◆ Exercise ◆
Pick out every line of the records below that contains the string "rear", treating uppercase and lowercase as different. Copy each of those lines in full.

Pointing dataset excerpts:
# # # # #

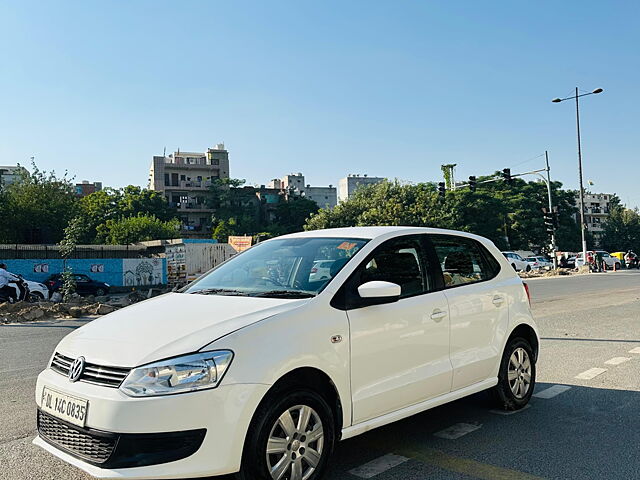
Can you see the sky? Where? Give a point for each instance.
(386, 88)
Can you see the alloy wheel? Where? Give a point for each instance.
(519, 372)
(295, 444)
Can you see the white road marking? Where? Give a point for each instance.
(509, 412)
(552, 391)
(458, 430)
(377, 466)
(591, 373)
(617, 360)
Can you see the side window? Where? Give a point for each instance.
(463, 260)
(397, 261)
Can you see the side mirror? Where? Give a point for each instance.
(380, 290)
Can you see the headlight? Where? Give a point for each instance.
(178, 375)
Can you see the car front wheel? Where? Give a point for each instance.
(517, 375)
(290, 438)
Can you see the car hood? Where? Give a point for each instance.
(167, 326)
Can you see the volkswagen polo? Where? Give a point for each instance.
(260, 367)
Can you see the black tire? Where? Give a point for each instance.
(35, 297)
(254, 459)
(502, 393)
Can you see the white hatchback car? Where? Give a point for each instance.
(258, 369)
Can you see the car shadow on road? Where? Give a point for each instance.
(581, 433)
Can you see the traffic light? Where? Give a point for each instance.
(472, 183)
(506, 174)
(549, 220)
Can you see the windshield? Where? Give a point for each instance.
(287, 268)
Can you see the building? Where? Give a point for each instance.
(294, 185)
(85, 188)
(184, 178)
(10, 173)
(596, 212)
(347, 186)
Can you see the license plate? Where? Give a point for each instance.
(65, 407)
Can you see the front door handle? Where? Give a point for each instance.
(438, 315)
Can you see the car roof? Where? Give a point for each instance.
(370, 233)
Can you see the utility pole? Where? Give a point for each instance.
(554, 247)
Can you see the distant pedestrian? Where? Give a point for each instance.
(599, 262)
(5, 279)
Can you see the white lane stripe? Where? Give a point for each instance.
(552, 391)
(377, 466)
(617, 360)
(510, 412)
(458, 430)
(591, 373)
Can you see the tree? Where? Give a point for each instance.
(291, 215)
(509, 215)
(137, 229)
(99, 207)
(621, 231)
(37, 207)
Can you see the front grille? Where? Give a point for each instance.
(119, 450)
(91, 447)
(96, 374)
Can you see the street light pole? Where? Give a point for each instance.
(553, 233)
(581, 196)
(582, 223)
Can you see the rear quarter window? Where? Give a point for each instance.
(463, 260)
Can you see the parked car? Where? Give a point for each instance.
(539, 263)
(262, 374)
(606, 258)
(518, 263)
(84, 285)
(38, 291)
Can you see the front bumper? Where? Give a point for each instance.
(224, 412)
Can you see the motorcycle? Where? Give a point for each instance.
(632, 261)
(22, 291)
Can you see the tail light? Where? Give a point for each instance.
(526, 289)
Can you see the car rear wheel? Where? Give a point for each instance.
(35, 297)
(290, 438)
(517, 375)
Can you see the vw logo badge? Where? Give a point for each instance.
(77, 367)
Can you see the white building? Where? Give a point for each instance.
(347, 186)
(184, 179)
(325, 197)
(10, 173)
(596, 212)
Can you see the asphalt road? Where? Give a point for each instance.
(582, 423)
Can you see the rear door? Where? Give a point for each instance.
(478, 307)
(400, 350)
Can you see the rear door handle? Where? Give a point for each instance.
(438, 315)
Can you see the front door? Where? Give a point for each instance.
(400, 350)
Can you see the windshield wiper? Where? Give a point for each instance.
(218, 291)
(284, 294)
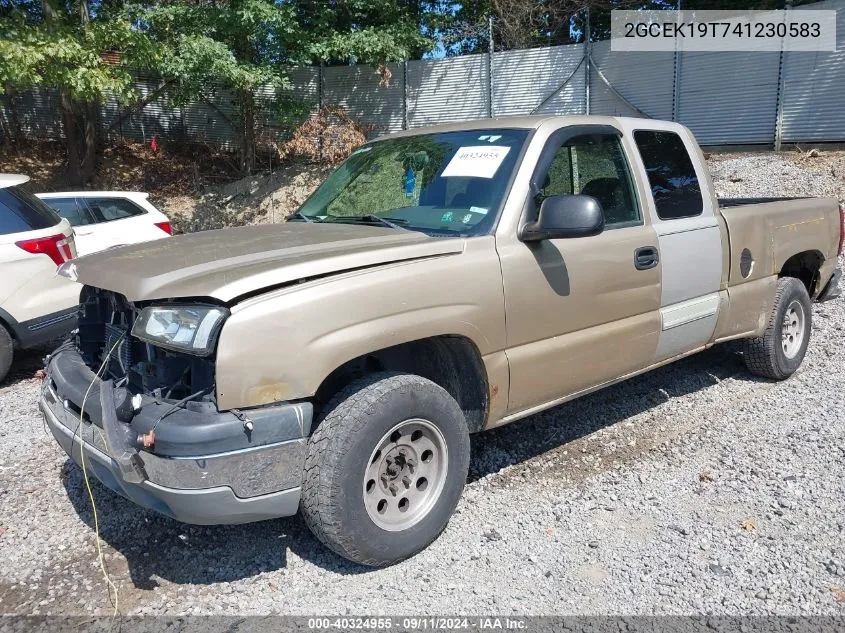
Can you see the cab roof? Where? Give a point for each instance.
(10, 180)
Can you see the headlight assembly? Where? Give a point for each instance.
(192, 329)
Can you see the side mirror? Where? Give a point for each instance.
(565, 216)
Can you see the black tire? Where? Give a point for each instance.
(765, 356)
(338, 460)
(7, 352)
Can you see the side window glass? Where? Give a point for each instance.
(108, 209)
(595, 165)
(671, 175)
(68, 209)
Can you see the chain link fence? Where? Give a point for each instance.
(726, 98)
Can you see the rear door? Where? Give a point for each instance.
(684, 217)
(80, 218)
(119, 221)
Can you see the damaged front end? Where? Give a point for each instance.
(151, 429)
(105, 336)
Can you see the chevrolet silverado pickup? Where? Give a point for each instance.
(440, 282)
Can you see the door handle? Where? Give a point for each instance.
(646, 257)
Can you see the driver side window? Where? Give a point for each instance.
(595, 165)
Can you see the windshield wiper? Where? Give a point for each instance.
(393, 223)
(296, 215)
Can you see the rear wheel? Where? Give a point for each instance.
(385, 468)
(781, 349)
(7, 352)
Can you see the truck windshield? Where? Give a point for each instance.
(451, 183)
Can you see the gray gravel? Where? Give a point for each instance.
(694, 489)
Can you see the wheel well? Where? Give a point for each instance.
(453, 362)
(805, 267)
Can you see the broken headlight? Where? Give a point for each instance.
(192, 329)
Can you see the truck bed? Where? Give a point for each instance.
(725, 203)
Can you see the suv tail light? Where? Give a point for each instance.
(56, 247)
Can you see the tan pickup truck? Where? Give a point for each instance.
(441, 282)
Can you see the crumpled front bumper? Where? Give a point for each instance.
(208, 468)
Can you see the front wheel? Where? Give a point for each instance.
(779, 352)
(385, 468)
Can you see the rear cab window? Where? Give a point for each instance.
(671, 174)
(68, 208)
(20, 211)
(109, 209)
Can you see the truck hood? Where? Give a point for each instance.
(230, 263)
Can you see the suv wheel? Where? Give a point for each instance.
(779, 352)
(385, 468)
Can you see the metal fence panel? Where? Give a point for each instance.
(446, 90)
(813, 98)
(725, 98)
(212, 120)
(729, 97)
(532, 80)
(644, 80)
(360, 91)
(38, 113)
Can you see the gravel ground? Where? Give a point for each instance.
(696, 488)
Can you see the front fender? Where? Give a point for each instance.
(282, 345)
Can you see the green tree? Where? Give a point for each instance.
(83, 51)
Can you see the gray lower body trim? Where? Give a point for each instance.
(832, 290)
(210, 505)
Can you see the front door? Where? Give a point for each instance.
(583, 311)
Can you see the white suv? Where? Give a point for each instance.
(104, 219)
(36, 305)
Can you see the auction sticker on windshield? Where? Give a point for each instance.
(477, 161)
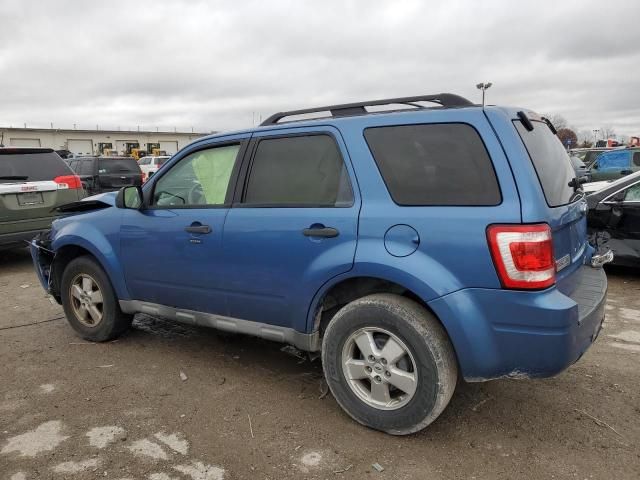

# # # # #

◆ Completed exercise ◆
Can you see the rear quarter window? Where? Give a point for each instance.
Can you see the car rear wheel? Where? Give a point for each instance.
Can you see the rear door? Where? Give a point for each instance.
Can you see the rear door handle? Where? Give a point for each instance.
Can you see the rear door? Where? Give a point for each instance.
Can you see the rear wheel? Where? Give a point for each instance.
Can you see the rear cab window? Where? Give a point for each instance.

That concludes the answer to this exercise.